§ **Provided entries**:

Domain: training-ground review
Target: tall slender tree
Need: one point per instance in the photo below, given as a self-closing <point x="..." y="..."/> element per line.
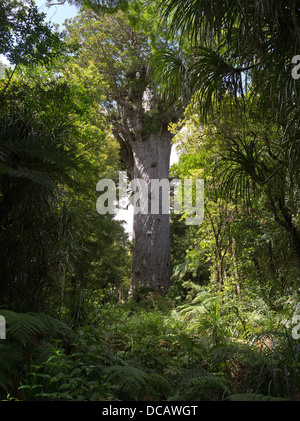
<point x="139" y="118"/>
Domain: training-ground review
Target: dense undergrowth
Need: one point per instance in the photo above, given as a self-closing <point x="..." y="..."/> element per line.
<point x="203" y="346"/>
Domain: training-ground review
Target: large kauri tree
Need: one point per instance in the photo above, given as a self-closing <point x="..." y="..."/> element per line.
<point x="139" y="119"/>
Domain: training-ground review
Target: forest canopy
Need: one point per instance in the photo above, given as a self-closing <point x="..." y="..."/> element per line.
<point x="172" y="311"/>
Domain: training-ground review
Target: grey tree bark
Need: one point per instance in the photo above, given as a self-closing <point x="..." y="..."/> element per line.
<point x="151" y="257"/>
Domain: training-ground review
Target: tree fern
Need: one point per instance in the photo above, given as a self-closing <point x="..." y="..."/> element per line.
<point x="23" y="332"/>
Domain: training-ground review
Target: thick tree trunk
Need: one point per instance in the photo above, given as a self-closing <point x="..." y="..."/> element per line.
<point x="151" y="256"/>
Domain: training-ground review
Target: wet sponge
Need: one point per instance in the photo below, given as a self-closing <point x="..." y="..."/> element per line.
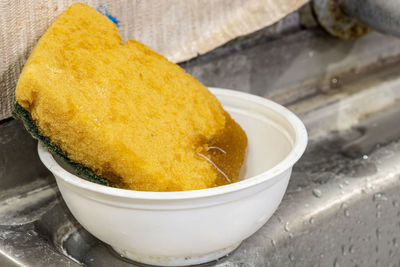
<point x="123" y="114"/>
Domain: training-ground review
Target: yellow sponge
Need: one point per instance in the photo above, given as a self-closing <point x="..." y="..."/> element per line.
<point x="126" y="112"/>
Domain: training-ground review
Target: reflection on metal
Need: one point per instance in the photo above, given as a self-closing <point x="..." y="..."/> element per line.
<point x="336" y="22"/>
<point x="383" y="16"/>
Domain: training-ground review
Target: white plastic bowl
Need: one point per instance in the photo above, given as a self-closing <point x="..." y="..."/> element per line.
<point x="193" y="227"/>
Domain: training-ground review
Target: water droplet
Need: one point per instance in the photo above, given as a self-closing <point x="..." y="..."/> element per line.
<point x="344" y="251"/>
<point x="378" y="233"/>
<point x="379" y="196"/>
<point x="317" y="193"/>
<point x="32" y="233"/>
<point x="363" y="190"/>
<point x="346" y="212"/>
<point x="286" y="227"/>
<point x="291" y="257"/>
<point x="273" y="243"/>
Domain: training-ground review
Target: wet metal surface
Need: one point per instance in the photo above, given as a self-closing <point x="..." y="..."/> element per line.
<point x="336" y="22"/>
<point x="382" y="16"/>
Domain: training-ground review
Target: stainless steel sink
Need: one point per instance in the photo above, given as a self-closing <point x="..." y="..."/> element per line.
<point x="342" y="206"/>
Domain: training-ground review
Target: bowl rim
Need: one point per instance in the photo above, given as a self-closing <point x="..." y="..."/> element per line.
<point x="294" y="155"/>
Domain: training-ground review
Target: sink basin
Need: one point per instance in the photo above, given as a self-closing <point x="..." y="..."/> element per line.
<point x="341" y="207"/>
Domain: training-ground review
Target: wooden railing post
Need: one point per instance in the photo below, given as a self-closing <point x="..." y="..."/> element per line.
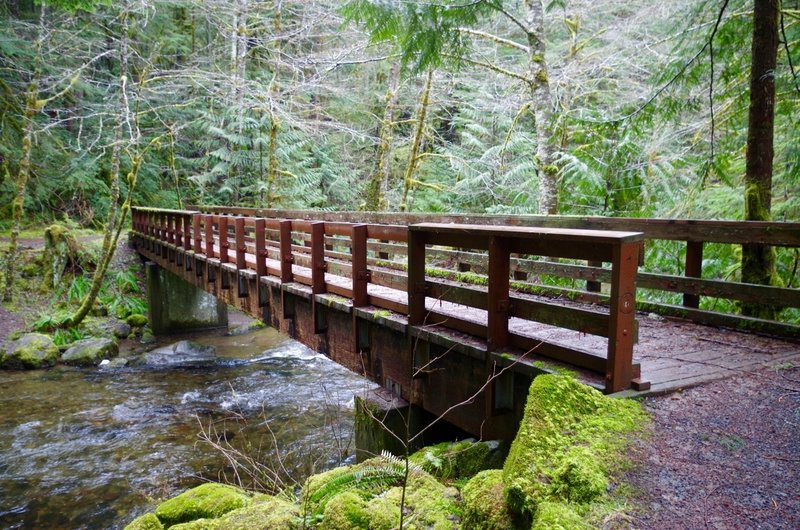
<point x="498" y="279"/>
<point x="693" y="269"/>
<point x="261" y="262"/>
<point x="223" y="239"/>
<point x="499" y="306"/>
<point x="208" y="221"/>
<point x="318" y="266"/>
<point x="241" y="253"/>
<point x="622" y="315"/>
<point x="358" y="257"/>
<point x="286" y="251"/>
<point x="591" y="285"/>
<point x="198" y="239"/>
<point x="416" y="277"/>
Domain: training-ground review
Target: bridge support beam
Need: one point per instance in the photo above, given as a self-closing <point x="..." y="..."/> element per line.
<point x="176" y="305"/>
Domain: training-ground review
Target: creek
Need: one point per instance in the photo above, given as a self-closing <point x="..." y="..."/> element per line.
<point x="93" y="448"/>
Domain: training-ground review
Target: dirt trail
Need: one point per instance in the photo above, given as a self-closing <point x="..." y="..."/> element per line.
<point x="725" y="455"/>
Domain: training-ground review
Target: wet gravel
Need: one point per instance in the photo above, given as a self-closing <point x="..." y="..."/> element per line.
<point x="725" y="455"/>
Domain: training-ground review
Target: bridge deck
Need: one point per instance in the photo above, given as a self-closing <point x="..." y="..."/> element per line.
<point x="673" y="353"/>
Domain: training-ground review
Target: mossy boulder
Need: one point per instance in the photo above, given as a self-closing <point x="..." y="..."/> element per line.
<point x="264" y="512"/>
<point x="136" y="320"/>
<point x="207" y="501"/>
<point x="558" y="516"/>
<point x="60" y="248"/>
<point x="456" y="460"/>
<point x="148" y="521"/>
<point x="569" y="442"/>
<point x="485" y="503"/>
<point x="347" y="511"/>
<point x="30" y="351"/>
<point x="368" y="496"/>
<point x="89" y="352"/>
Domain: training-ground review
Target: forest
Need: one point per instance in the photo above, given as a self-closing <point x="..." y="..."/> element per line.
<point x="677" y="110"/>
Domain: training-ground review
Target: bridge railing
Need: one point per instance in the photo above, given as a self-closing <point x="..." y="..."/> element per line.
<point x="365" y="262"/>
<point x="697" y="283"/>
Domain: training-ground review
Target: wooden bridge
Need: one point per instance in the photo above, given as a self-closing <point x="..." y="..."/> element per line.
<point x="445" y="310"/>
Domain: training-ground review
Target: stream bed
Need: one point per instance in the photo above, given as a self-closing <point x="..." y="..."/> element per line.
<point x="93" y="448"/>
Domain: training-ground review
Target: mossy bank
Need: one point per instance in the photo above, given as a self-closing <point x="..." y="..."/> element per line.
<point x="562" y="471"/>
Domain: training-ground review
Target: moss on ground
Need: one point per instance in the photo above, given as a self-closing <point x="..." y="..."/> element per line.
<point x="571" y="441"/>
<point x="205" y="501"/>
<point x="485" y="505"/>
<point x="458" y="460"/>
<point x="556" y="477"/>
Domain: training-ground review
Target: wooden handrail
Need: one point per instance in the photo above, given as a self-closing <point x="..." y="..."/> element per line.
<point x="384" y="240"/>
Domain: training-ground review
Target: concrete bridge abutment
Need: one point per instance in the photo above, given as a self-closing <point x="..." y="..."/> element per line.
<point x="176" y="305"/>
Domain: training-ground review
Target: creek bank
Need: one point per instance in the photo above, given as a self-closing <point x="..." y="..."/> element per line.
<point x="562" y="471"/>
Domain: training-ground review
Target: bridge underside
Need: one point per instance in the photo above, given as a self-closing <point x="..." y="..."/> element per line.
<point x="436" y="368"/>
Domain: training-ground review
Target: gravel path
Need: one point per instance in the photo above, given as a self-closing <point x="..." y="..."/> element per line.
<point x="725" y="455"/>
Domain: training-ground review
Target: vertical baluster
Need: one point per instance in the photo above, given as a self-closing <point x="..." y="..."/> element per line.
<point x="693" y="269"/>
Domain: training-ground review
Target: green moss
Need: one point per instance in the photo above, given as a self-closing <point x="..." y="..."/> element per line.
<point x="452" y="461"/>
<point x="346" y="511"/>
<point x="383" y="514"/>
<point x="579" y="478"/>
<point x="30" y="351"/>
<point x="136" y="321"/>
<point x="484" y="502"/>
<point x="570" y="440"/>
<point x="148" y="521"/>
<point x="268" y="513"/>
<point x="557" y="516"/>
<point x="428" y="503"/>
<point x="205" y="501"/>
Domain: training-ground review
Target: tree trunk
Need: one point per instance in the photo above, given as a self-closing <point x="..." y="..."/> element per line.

§ **What to do**: Exclude every picture and copy the remaining data exactly.

§ **Result for this task**:
Domain: training-ground review
Target: tall slender tree
Need: one point per instance in the photo below, given as a self-closing <point x="..." y="..."/> element per line.
<point x="139" y="118"/>
Domain: training-ground review
Target: dense undergrowth
Need: one point per instance in the photo above, given as a self-closing <point x="..." y="..."/> element per line.
<point x="203" y="346"/>
Domain: training-ground review
Target: large kauri tree
Need: one point per instance in the photo above, given as a self-closing <point x="..." y="..."/> element per line.
<point x="139" y="119"/>
Domain: training-ground review
Target: forest canopy
Need: one point per instance in the photo above, given as a self-closing <point x="..." y="..."/> element per line.
<point x="172" y="311"/>
Domain: training-ground review
Target: grey tree bark
Need: one point per instance in the photo above, given as a self-closing <point x="..." y="..."/> element per line.
<point x="151" y="257"/>
Domain: training-ground review
Target: tree fern
Need: one point per instance in the photo above, given as a self-closing <point x="..." y="..."/> element per line.
<point x="23" y="332"/>
Domain: training-ground review
Target: thick tree trunk
Need: one point per instance in the photo above, given as a self-closing <point x="..." y="..."/> element per line.
<point x="151" y="256"/>
Domain: training-ground review
Target: wet sponge
Need: one point per instance in the photo below, given as a self-closing <point x="..." y="..."/> element per line.
<point x="123" y="114"/>
Domain: training-ground review
Target: yellow sponge
Need: one point per instance in the photo above, given as a self-closing <point x="..." y="..."/> element per line.
<point x="126" y="112"/>
Domain: training-ground review
Target: reflection on metal
Need: one point per instance in the photo above, given as a self-closing <point x="..." y="..."/> element per line.
<point x="336" y="22"/>
<point x="383" y="16"/>
Domain: training-ground review
Target: white plastic bowl
Need: one point per instance in the photo above, given as a self-closing <point x="..." y="..."/> element per line.
<point x="193" y="227"/>
Domain: training-ground review
Target: water droplet
Need: one point per instance in the photo above, given as a self-closing <point x="..." y="..."/> element per line.
<point x="344" y="251"/>
<point x="378" y="233"/>
<point x="379" y="196"/>
<point x="317" y="193"/>
<point x="32" y="233"/>
<point x="363" y="190"/>
<point x="346" y="212"/>
<point x="286" y="227"/>
<point x="291" y="257"/>
<point x="273" y="243"/>
Domain: training-ground review
Target: wet metal surface
Need: one point per instance in the photo above, given as a self-closing <point x="..." y="..."/> element per line.
<point x="336" y="22"/>
<point x="382" y="16"/>
Domain: training-ground review
Target: stainless steel sink
Need: one point per instance in the photo above, given as a self-closing <point x="..." y="..."/> element per line.
<point x="342" y="206"/>
Domain: training-ground review
Target: bowl rim
Need: one point per instance in the photo above, given as a self-closing <point x="..." y="..."/> element per line.
<point x="294" y="155"/>
Domain: training-ground review
Target: sink basin
Need: one point per instance in the photo above, given as a self-closing <point x="..." y="..."/> element per line.
<point x="341" y="207"/>
Domain: training-ground review
Target: wooden railing post
Need: one point per instance in the photo below, given as a self-closing <point x="..." y="..."/> element per line.
<point x="498" y="279"/>
<point x="693" y="269"/>
<point x="261" y="262"/>
<point x="223" y="239"/>
<point x="499" y="306"/>
<point x="208" y="221"/>
<point x="318" y="266"/>
<point x="241" y="253"/>
<point x="622" y="315"/>
<point x="358" y="257"/>
<point x="286" y="251"/>
<point x="591" y="285"/>
<point x="198" y="239"/>
<point x="416" y="277"/>
Domain: training-ground review
Target: bridge support beam
Need: one point per instance in the photo above, given as a self-closing <point x="..." y="..."/> element per line.
<point x="176" y="305"/>
Domain: training-ground review
Target: creek
Need: one point per instance in the photo above, given as a self-closing <point x="..." y="..."/> element per line.
<point x="93" y="448"/>
Domain: training-ground review
Target: dirt trail
Need: one point per instance in the photo above, given as a self-closing <point x="..." y="..."/> element per line.
<point x="725" y="455"/>
Domain: training-ground review
Target: wet gravel
Need: one point per instance in the photo above, given as a self-closing <point x="..." y="..."/> element per line.
<point x="725" y="455"/>
Domain: training-ground review
Target: bridge deck
Need: one point per instance in the photo above, given as a self-closing <point x="..." y="..."/> element per line.
<point x="673" y="353"/>
Domain: training-ground review
Target: mossy boulder
Need: one point per instance in the photo above, given as a self-closing <point x="..." y="..."/> element per line.
<point x="264" y="512"/>
<point x="136" y="320"/>
<point x="207" y="501"/>
<point x="558" y="516"/>
<point x="60" y="248"/>
<point x="456" y="460"/>
<point x="148" y="521"/>
<point x="569" y="442"/>
<point x="485" y="503"/>
<point x="347" y="511"/>
<point x="30" y="351"/>
<point x="368" y="496"/>
<point x="89" y="352"/>
Domain: training-ground review
Target: forest
Need: one point per instance in the photo above, given as a self-closing <point x="..." y="..."/> element per line.
<point x="677" y="110"/>
Domain: training-ground review
Target: bridge railing
Need: one point per instance in the photo above, given as a self-closing <point x="..." y="..."/> element per line.
<point x="365" y="262"/>
<point x="697" y="283"/>
Domain: training-ground review
Target: wooden bridge
Need: one point per instance in the photo above, given as a self-closing <point x="..." y="..."/> element per line.
<point x="445" y="310"/>
Domain: training-ground review
Target: stream bed
Need: one point per instance in the photo above, given as a self-closing <point x="..." y="..."/> element per line.
<point x="93" y="448"/>
Domain: training-ground review
Target: mossy bank
Need: one point per instance in the photo above, given as a self-closing <point x="..." y="..."/> element per line.
<point x="562" y="471"/>
Domain: training-ground review
Target: moss on ground
Need: one point per instance in the photo above, given as a self-closing <point x="..." y="..."/> element per line.
<point x="571" y="441"/>
<point x="205" y="501"/>
<point x="485" y="505"/>
<point x="458" y="460"/>
<point x="556" y="477"/>
Domain: training-ground review
Target: wooden handrail
Need: one point per instance in the photo above, given as a self-closing <point x="..." y="..."/> element per line.
<point x="384" y="240"/>
Domain: training-ground review
Target: concrete bridge abutment
Need: one point per instance in the photo above, given as a self-closing <point x="..." y="..."/> element per line.
<point x="176" y="305"/>
Domain: training-ground review
Target: creek bank
Need: one point per instance in the photo above, given as a self-closing <point x="..." y="..."/> element per line.
<point x="562" y="471"/>
Domain: training-ground review
Target: bridge underside
Need: one point per instance in the photo above, given as a self-closing <point x="..." y="..."/> element per line.
<point x="436" y="368"/>
Domain: training-ground review
Target: gravel path
Need: one point per instance in the photo above, given as a self-closing <point x="..." y="..."/> element per line.
<point x="725" y="455"/>
Domain: training-ground review
Target: vertical baluster
Need: one point per instance in the photo above, given as a self-closing <point x="..." y="..."/> element per line.
<point x="693" y="269"/>
Domain: training-ground review
Target: green moss
Need: one point per instance in the photo above, given as a self-closing <point x="..." y="..."/> element per line.
<point x="452" y="461"/>
<point x="346" y="511"/>
<point x="383" y="514"/>
<point x="579" y="478"/>
<point x="30" y="351"/>
<point x="136" y="321"/>
<point x="484" y="502"/>
<point x="570" y="440"/>
<point x="148" y="521"/>
<point x="268" y="513"/>
<point x="557" y="516"/>
<point x="428" y="503"/>
<point x="205" y="501"/>
Domain: training-ground review
Target: tree trunk
Need: one point per instance in the photo above, given as a self-closing <point x="..." y="..."/> element per line.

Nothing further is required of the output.